● **Task brief**: The listing below must be copied exactly and in full.

- - - -

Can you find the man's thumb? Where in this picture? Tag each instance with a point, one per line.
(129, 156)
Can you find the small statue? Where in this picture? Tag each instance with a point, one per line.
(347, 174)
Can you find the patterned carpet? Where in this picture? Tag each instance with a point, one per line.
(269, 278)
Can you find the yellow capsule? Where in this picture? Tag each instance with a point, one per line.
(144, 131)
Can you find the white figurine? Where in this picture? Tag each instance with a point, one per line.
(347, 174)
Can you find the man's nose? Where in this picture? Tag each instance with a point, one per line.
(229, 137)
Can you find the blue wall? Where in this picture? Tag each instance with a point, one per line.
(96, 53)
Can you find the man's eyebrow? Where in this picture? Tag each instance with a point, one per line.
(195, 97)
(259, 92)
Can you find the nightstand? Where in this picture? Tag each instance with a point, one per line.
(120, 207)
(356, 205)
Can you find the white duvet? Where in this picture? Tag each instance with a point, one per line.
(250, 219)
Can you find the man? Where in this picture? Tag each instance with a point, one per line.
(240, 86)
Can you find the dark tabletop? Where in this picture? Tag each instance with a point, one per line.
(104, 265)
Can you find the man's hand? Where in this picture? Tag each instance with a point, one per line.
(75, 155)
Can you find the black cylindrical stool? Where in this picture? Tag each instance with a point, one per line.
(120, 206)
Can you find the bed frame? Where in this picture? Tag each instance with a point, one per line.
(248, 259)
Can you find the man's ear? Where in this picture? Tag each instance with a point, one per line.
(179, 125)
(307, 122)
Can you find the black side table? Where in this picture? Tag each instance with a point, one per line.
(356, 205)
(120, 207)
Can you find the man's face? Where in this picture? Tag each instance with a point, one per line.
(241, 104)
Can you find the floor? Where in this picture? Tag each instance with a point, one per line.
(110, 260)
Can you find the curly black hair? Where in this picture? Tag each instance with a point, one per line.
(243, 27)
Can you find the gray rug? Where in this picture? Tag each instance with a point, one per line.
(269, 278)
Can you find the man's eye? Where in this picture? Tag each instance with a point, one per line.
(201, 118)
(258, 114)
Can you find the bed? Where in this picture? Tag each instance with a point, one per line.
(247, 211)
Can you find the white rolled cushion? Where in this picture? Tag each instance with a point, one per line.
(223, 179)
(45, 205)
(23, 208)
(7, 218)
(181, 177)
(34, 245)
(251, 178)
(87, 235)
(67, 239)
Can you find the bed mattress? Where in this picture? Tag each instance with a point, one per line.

- - - -

● **Exercise solution**:
Can you find the man's thumb? Where in this picture? Tag each instance with a point, one per line.
(129, 156)
Can you find the small statue? Where in this picture? Tag each instance with a point, one per line.
(347, 174)
Can you find the patterned carpet? Where in this picture? Tag each instance with a point, one per line.
(269, 278)
Can you find the yellow capsule? Where in this picture? Tag each instance with a point, one per line.
(144, 131)
Can you find the white figurine? Where in this picture? Tag each instance with a point, one per line.
(347, 174)
Can you find the man's nose? Where in this picture? Tag each instance with a point, one per line.
(229, 137)
Can you find the blue wall? Where in this picture? Tag each instance with a point, one per line.
(96, 53)
Can you find the man's eyebrow? Where in this picture? Tag each instance with a point, one per line.
(195, 97)
(259, 92)
Can you find the nightstand? Where in this picture? Tag each instance with a point, one per line.
(120, 207)
(356, 205)
Can you find the white duvet? Where in this picture? Tag each instance with a point, one per line.
(250, 219)
Can you find the man? Where in this picture? Tag each instance with a point, one per line.
(240, 86)
Can you find the dark tabletop? Where in this picture? Tag each instance with a point, one per line.
(104, 265)
Can you find the man's hand? Where in this picture? Tag each instance with a point, one per line.
(75, 155)
Can you find the black cylindrical stool? Where in this picture? Tag each instance with a point, one per line.
(120, 206)
Can you find the bed frame? Where in this picture? Tag each instance with a point, one per line.
(248, 259)
Can you find the man's ear? Where in this picture? Tag each instance with a point, one per line.
(179, 125)
(307, 122)
Can you find the black side table? Where in this picture? Tag each instance with a point, one per line.
(356, 205)
(120, 207)
Can you find the man's face? Where in this picture? Tag each instance with a point, one per line.
(241, 104)
Can you find the floor? Where in this picture? Tag each instance with a point, one per line.
(110, 260)
Can you find the curly black hair? Where in this picture? Tag each instance with a point, one per line.
(243, 27)
Can you find the gray rug? Where in this picture? Tag each instance with a point, one per line.
(269, 278)
Can you find the man's eye? Where in this picture? Tag each instance with a point, one per line.
(201, 118)
(258, 114)
Can you find the bed? Where in this picture? Tag each instance with a point, one per line.
(247, 211)
Can you find the white rolled cushion? Where in this picture? Tag each instance with a point, one per line.
(223, 179)
(45, 205)
(23, 208)
(7, 218)
(181, 177)
(34, 245)
(251, 178)
(87, 235)
(67, 239)
Can you find the bed mattress? Where in this picture? Tag each instance with a point, one per line.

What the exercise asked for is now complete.